- YOUR TASK -
Reproduce the lines of the records below verbatim, starting at the line that contains "the cilantro leaf" and ending at the line that contains "x=347, y=378", with both of those lines included. Leave the pictures out of your answer.

(Dataset rows showing where objects appear)

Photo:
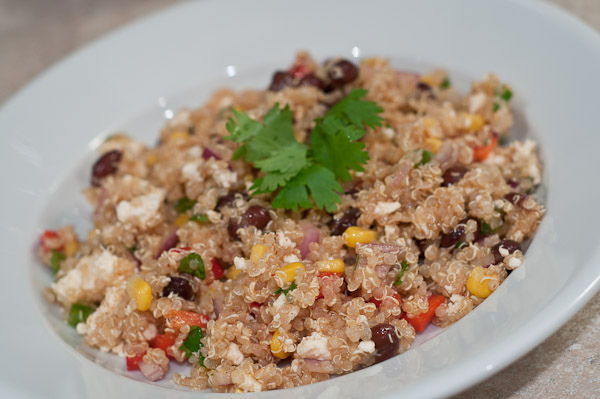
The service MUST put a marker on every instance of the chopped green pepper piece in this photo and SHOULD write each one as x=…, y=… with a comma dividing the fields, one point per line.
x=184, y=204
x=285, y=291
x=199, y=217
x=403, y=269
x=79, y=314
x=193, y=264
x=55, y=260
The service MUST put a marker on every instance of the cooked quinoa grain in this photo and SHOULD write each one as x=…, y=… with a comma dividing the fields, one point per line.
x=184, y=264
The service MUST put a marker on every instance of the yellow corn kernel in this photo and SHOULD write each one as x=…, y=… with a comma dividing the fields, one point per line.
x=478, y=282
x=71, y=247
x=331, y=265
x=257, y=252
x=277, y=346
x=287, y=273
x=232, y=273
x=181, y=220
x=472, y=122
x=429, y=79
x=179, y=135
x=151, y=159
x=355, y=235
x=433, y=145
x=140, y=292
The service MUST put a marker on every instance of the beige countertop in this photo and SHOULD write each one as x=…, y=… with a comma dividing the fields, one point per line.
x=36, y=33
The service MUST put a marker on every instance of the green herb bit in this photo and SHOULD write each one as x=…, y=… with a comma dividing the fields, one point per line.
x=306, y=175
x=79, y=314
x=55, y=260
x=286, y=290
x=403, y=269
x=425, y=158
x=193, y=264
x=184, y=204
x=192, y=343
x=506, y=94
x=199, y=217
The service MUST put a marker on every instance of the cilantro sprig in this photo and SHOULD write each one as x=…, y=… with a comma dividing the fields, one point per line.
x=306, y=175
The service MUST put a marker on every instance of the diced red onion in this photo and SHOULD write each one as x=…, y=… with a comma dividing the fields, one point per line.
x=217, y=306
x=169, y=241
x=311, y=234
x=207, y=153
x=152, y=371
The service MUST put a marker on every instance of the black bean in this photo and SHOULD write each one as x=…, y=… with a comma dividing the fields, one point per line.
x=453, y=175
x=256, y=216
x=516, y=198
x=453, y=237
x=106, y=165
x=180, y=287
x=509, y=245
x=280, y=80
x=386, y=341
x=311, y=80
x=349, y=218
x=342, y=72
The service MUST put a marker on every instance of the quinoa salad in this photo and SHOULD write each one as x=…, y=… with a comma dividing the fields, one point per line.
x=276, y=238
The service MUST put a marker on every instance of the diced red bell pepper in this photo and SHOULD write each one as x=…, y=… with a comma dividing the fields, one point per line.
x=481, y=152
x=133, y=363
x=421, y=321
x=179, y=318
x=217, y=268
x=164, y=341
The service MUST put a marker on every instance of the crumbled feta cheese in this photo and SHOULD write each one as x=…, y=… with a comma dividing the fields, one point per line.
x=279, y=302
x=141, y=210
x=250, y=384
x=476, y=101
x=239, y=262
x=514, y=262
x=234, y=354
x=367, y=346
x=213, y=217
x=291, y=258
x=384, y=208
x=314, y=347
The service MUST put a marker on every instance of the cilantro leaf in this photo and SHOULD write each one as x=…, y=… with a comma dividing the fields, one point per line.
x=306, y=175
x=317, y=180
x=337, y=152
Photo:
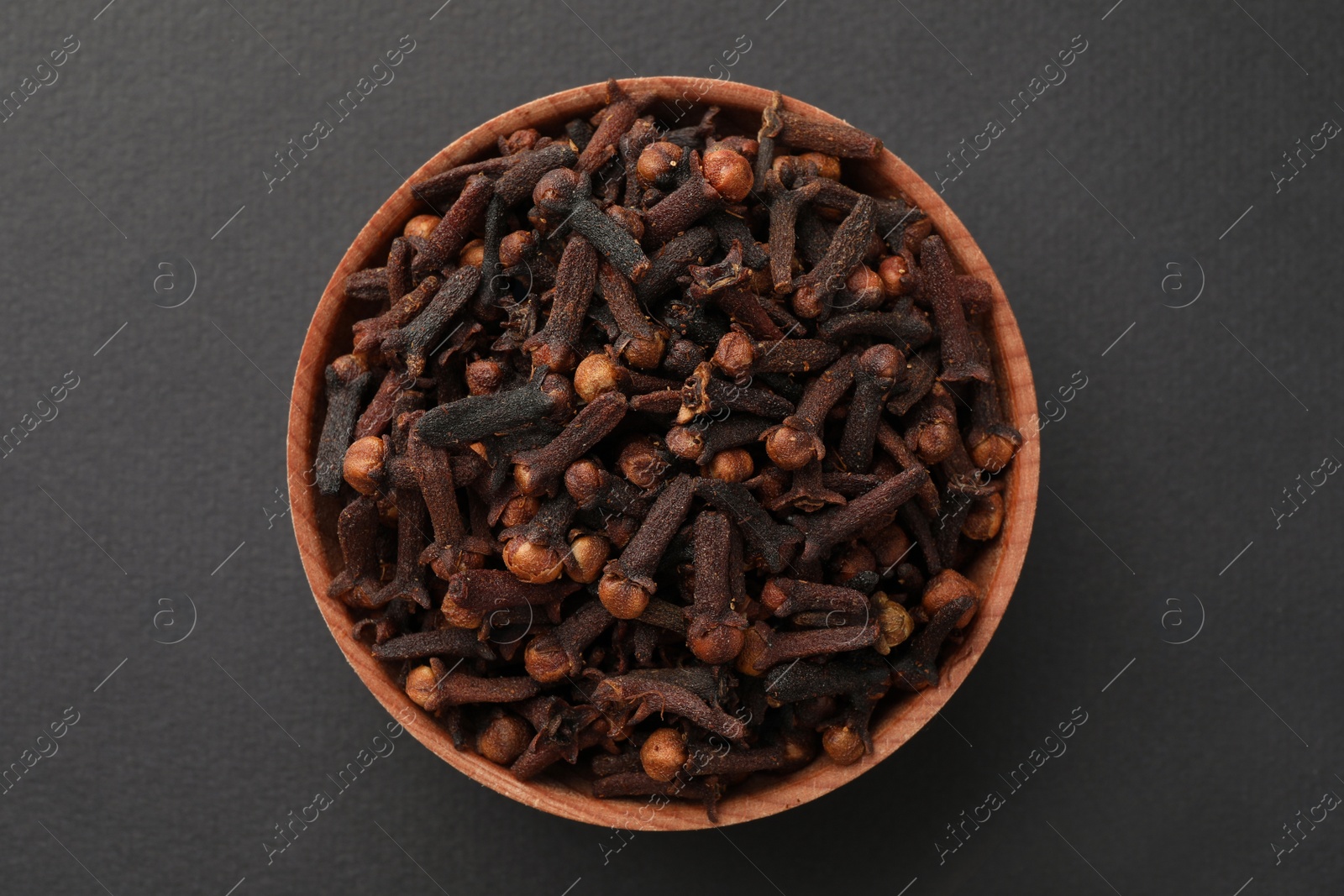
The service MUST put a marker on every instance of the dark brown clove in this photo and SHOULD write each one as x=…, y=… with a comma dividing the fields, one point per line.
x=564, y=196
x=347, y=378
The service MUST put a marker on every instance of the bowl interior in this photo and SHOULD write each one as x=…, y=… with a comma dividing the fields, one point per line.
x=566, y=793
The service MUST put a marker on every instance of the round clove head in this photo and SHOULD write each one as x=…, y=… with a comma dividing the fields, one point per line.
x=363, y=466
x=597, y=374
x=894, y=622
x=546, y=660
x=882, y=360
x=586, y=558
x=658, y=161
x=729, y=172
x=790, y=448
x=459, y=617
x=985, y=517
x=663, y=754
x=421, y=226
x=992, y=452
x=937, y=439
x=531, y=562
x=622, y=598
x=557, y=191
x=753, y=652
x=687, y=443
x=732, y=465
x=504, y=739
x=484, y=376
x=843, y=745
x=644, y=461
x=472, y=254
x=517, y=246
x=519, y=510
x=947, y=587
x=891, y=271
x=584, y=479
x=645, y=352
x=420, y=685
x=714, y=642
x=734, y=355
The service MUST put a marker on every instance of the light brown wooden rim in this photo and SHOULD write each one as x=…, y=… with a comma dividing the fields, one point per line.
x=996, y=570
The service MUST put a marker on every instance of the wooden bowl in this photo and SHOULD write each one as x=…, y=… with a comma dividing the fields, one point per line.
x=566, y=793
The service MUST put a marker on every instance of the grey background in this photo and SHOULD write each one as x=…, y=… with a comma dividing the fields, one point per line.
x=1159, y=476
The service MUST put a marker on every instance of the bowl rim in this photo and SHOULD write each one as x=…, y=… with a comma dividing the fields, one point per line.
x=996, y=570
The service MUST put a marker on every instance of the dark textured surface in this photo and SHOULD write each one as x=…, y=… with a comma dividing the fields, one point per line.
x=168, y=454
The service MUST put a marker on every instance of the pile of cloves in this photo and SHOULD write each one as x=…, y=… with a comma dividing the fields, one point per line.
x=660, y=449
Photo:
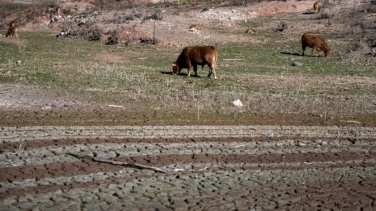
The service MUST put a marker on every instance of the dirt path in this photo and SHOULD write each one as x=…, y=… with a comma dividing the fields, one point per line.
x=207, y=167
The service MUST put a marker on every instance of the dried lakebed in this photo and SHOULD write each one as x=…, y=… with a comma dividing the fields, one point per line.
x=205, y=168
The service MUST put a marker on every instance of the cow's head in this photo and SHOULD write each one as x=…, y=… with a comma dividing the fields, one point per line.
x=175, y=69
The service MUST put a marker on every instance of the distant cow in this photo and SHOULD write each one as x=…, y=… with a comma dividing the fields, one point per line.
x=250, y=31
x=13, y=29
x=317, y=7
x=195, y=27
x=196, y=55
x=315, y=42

- SOLUTION TO THE EXERCISE -
The service MUST put a marker on every instance of the cilantro leaf in this photo and SHOULD write each one as x=…, y=… with a comma dividing the fields, one point per line.
x=306, y=175
x=317, y=180
x=337, y=152
Photo:
The service MUST put a marker on every instance of the dark brown clove in this photo and SHOULD write each one as x=…, y=… with a comma dividing the fields, one point per line.
x=564, y=196
x=347, y=378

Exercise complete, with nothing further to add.